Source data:
▬▬▬▬▬▬

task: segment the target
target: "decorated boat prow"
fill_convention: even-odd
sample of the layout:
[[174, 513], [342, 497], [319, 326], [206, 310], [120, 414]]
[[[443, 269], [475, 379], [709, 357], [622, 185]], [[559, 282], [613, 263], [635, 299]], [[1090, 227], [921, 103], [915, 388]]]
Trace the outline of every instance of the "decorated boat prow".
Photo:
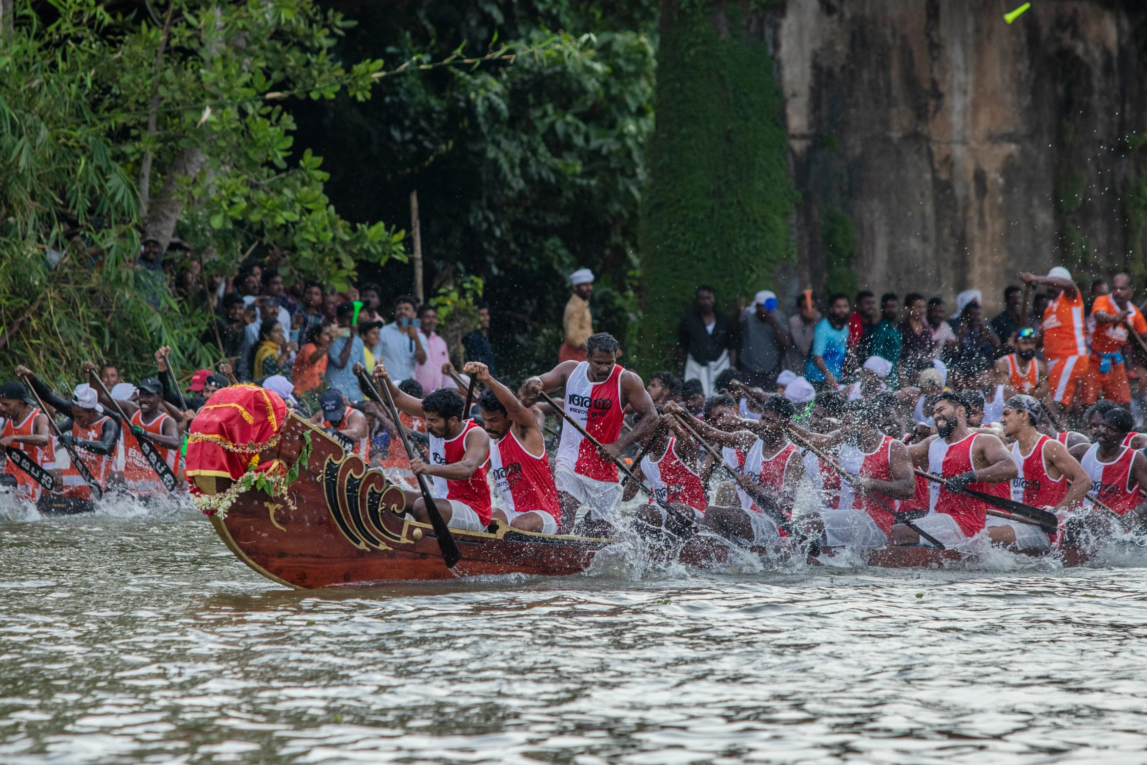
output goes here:
[[295, 588], [478, 575], [562, 576], [586, 570], [609, 539], [541, 534], [494, 522], [452, 530], [461, 552], [446, 567], [429, 524], [377, 468], [345, 452], [253, 385], [217, 391], [192, 423], [193, 501], [235, 555]]

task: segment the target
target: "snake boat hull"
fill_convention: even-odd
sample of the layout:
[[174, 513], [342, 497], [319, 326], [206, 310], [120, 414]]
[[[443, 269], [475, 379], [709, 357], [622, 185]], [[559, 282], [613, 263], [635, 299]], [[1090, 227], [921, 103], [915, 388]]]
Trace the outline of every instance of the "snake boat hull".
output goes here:
[[[281, 585], [310, 590], [482, 575], [568, 576], [588, 569], [598, 552], [614, 542], [524, 532], [494, 522], [486, 531], [452, 530], [462, 557], [447, 568], [431, 526], [405, 516], [403, 491], [305, 420], [290, 415], [279, 444], [263, 452], [260, 461], [281, 460], [290, 468], [303, 452], [306, 432], [312, 448], [288, 489], [290, 502], [252, 489], [235, 499], [225, 517], [211, 516], [219, 537], [241, 561]], [[208, 494], [217, 490], [214, 478], [198, 476], [196, 483]], [[841, 552], [827, 548], [821, 555]], [[705, 534], [673, 555], [688, 565], [720, 568], [743, 552]], [[1061, 551], [1060, 557], [1068, 565], [1087, 562], [1080, 551]], [[892, 547], [868, 553], [867, 564], [938, 568], [966, 559], [954, 551]]]

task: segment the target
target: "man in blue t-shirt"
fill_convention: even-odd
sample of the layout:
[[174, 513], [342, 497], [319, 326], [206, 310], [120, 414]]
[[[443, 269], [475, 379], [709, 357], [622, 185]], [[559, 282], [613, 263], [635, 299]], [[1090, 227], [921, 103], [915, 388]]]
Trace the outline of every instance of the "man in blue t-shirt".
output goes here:
[[340, 303], [338, 335], [327, 350], [327, 382], [351, 401], [361, 401], [362, 391], [354, 375], [356, 364], [366, 364], [362, 338], [358, 336], [351, 320], [354, 318], [353, 303]]
[[836, 390], [844, 369], [849, 345], [849, 298], [837, 292], [828, 302], [828, 315], [820, 320], [812, 335], [812, 352], [804, 366], [804, 377], [812, 383], [827, 383]]

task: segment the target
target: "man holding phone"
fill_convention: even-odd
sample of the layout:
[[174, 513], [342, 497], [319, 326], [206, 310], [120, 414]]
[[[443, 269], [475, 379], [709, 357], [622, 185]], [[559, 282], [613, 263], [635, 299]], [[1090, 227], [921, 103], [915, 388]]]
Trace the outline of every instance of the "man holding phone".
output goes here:
[[[395, 321], [379, 333], [379, 350], [387, 365], [390, 378], [395, 383], [414, 377], [414, 365], [427, 362], [427, 352], [419, 337], [419, 325], [415, 318], [418, 299], [403, 295], [395, 300]], [[427, 391], [430, 392], [430, 391]]]
[[749, 385], [775, 390], [785, 349], [793, 343], [788, 319], [778, 309], [777, 295], [767, 289], [757, 292], [752, 305], [741, 311], [741, 352], [739, 377]]

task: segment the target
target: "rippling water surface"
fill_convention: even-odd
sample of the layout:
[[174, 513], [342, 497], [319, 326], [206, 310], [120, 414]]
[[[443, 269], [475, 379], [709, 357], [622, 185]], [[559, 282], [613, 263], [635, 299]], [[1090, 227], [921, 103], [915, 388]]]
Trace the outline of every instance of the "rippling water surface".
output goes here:
[[315, 593], [189, 512], [5, 522], [0, 763], [1144, 763], [1124, 564]]

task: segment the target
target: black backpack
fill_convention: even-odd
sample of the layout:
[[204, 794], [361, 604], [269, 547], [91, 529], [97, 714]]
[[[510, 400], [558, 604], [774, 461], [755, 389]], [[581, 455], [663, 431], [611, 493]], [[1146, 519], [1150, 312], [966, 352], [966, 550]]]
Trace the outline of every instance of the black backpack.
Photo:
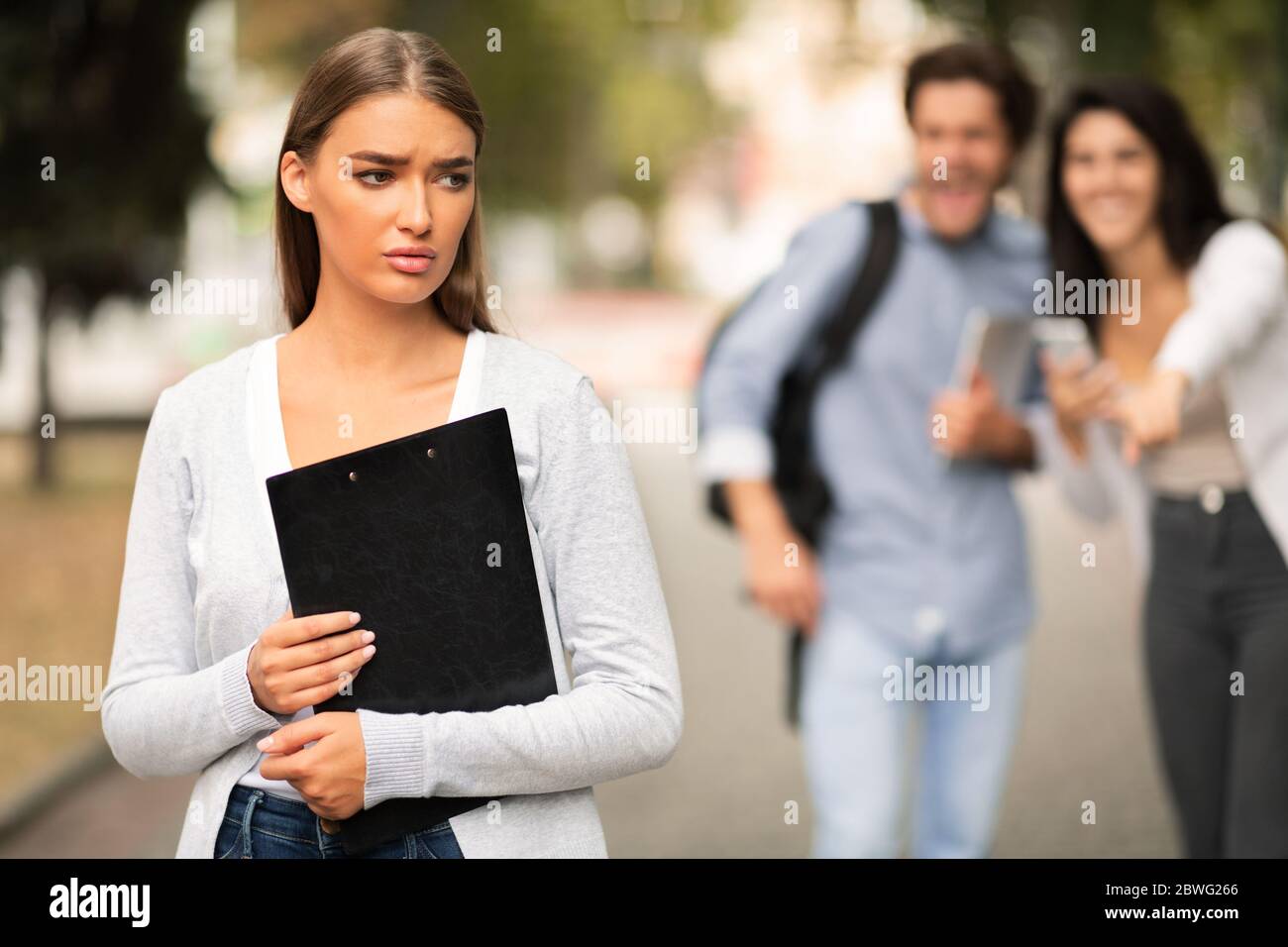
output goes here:
[[[854, 201], [854, 204], [864, 202]], [[827, 317], [823, 331], [806, 339], [801, 352], [779, 380], [778, 399], [769, 425], [769, 437], [774, 445], [774, 492], [792, 528], [810, 546], [817, 546], [823, 522], [832, 506], [831, 492], [814, 461], [809, 443], [814, 396], [827, 372], [841, 365], [849, 354], [850, 343], [894, 269], [895, 251], [899, 246], [899, 216], [894, 201], [868, 202], [867, 207], [872, 225], [863, 265], [858, 268], [845, 301]], [[761, 281], [748, 300], [759, 295], [759, 290], [768, 280], [769, 277]], [[703, 366], [711, 363], [711, 353], [715, 352], [720, 338], [744, 307], [746, 304], [735, 309], [720, 323], [707, 345]], [[707, 510], [724, 524], [733, 524], [724, 484], [708, 486]], [[792, 629], [787, 682], [787, 720], [792, 727], [800, 722], [800, 665], [804, 644], [804, 630]]]

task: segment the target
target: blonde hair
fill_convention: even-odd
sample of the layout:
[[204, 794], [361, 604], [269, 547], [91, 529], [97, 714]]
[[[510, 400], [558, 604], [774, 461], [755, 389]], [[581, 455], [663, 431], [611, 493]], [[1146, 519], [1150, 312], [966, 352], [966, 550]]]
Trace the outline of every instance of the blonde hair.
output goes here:
[[[435, 40], [410, 30], [384, 27], [363, 30], [326, 50], [309, 67], [291, 106], [282, 137], [281, 158], [289, 151], [310, 162], [335, 121], [345, 108], [368, 95], [417, 93], [464, 121], [474, 133], [474, 157], [483, 149], [483, 112], [460, 66]], [[291, 204], [277, 179], [273, 207], [273, 236], [277, 245], [278, 278], [282, 303], [298, 327], [317, 300], [321, 253], [313, 215]], [[452, 269], [434, 299], [447, 321], [469, 331], [478, 327], [495, 331], [486, 304], [487, 280], [483, 259], [483, 206], [474, 187], [474, 209], [461, 234]]]

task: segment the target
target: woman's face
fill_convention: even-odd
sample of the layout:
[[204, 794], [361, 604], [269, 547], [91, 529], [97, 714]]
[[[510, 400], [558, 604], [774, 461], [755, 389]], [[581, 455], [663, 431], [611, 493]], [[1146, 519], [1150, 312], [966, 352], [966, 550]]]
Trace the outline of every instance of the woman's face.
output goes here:
[[[313, 214], [323, 273], [377, 299], [415, 304], [452, 269], [474, 209], [474, 133], [411, 93], [374, 95], [341, 112], [316, 160], [282, 156], [282, 187]], [[413, 249], [421, 256], [407, 251]]]
[[1101, 253], [1130, 247], [1158, 225], [1162, 173], [1149, 139], [1119, 112], [1088, 110], [1065, 133], [1064, 196]]

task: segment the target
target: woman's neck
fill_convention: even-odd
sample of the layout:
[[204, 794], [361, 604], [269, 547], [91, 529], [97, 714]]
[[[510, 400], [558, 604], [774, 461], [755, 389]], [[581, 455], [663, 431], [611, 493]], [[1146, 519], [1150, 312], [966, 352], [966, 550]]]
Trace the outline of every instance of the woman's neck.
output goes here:
[[1172, 263], [1163, 232], [1151, 227], [1133, 244], [1103, 254], [1105, 271], [1113, 280], [1140, 280], [1141, 283], [1176, 280], [1181, 271]]

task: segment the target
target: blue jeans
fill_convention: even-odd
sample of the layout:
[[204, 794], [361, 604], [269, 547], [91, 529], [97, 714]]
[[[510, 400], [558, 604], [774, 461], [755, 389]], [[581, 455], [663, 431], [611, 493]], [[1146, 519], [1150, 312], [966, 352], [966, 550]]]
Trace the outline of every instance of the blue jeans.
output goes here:
[[340, 836], [301, 801], [233, 786], [215, 839], [215, 858], [464, 858], [450, 822], [348, 856]]
[[[918, 707], [925, 713], [913, 760], [911, 854], [987, 856], [1020, 715], [1027, 639], [984, 655], [951, 656], [939, 639], [918, 648], [900, 646], [840, 609], [824, 608], [820, 617], [801, 664], [801, 741], [814, 800], [811, 856], [899, 853], [907, 725]], [[916, 687], [904, 682], [922, 676], [922, 665], [943, 669], [944, 683], [923, 692], [929, 700], [917, 698]], [[951, 688], [952, 667], [974, 674], [975, 684], [958, 678], [961, 685]], [[972, 700], [972, 693], [980, 698]]]

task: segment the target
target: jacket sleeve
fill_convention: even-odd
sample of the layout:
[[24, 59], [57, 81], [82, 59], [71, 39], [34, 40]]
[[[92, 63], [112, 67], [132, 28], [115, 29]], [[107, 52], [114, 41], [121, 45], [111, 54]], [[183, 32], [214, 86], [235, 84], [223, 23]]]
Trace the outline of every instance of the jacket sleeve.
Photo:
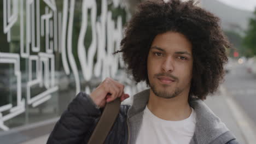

▬▬▬▬▬▬

» **What to work on**: Show each line of the rows above that contains the string "blonde". Case counts.

» **Written response**:
target: blonde hair
Trace the outline of every instance of the blonde hair.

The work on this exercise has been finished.